Tarefa proposta: Em quantas Terras Indígenas o estudo descrito no texto sobre a degradação florestal na Amazônia traçou o panorama da degradação?

Texto fornecido:
• • • • • • •
Clara Roman || Jornalista do Instituto Socioambiental – ISA
O desmatamento da Amazônia pode ser a ponta do iceberg de um problema muito maior: a degradação florestal, decorrente do roubo de madeira. Um estudo inédito do Instituto Socioambiental (ISA) e da Comissão Europeia aponta que as taxas de degradação florestal em terras indígenas são quase o dobro do que as de desmatamento. Só que a degradação é muito mais difícil de ser identificada.
A degradação é o empobrecimento gradual da floresta devido ao corte seletivo, o roubo de madeira. Os madeireiros vão retirando da floresta as árvores mais nobres. Com isso, desequilibram todo o ecossistema, impactando os ciclos naturais, escasseando seus recursos e tornando-a mais ressecada e suscetível a queimadas.
“A detecção da degradação é muito mais complexa do que o chamado corte raso da floresta, pois é difícil identificar as áreas afetadas pelo corte seletivo de madeira nas imagens de satélite. Hoje, os sistemas de monitoramento por satélite detectam a supressão total da vegetação, isto é, quando grandes áreas são desmatadas integralmente”, afirma Antonio Oviedo, pesquisador do ISA e um dos autores do estudo. Com uma nova aplicação de processamento das imagens, porém, o estudo conseguiu traçar um panorama da degradação florestal ao longo de quinze anos (2004 a 2018) em oito Terras Indígenas (TI), todas elas com registro da presença de povos indígenas isolados.
• • • • • • •
Dados extraídos:
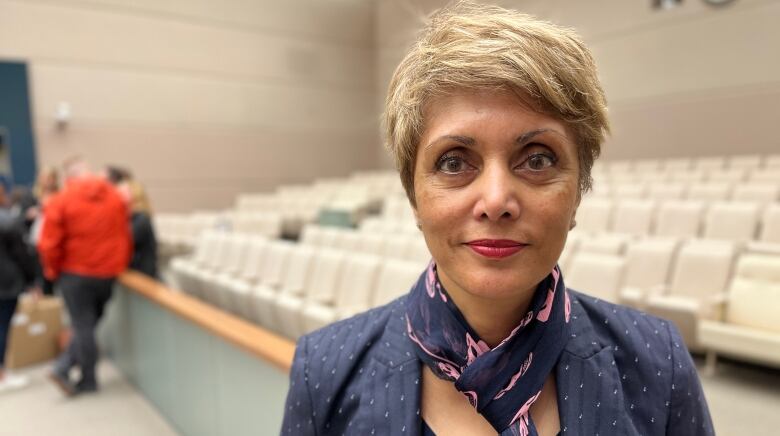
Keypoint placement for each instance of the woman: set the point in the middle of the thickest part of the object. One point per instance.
(46, 185)
(495, 119)
(17, 272)
(144, 241)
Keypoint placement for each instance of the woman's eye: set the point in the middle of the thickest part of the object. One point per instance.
(452, 165)
(539, 162)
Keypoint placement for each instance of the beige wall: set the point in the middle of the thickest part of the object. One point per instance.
(201, 99)
(691, 81)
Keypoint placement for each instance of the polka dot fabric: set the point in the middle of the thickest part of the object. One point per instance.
(622, 372)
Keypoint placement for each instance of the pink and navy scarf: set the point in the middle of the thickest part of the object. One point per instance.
(503, 382)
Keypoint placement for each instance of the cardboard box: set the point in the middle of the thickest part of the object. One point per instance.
(34, 332)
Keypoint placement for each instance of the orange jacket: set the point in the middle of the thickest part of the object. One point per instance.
(86, 231)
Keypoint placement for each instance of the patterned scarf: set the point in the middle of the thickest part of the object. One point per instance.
(503, 382)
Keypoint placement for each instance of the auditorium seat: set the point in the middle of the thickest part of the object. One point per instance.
• • • • • • •
A resposta: Em oito Terras Indígenas.